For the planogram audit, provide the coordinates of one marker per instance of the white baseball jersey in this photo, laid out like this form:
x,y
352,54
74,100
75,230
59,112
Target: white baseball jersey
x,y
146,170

::::

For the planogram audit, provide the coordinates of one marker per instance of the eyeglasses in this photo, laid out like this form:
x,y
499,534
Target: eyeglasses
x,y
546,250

::::

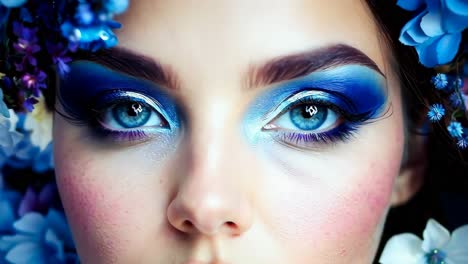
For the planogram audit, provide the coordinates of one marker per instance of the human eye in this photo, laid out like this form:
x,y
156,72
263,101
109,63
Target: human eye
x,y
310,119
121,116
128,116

::::

◆ REQUEST
Pull out every line above that contains the string "this", and copy each of those lines in full. Case counts when matching.

◆ COMPLETE ANSWER
For the planogram audit, provide the coordinates of one marker per instance of the white baseball jersey in this photo, laid out like this form:
For the planogram audit, provide the coordinates of one marker per instance of the eyeglasses in this photo, laid out like this form:
For the planogram audit, provide the coordinates of one marker per instance of the human eye in this photo, laid out like this form:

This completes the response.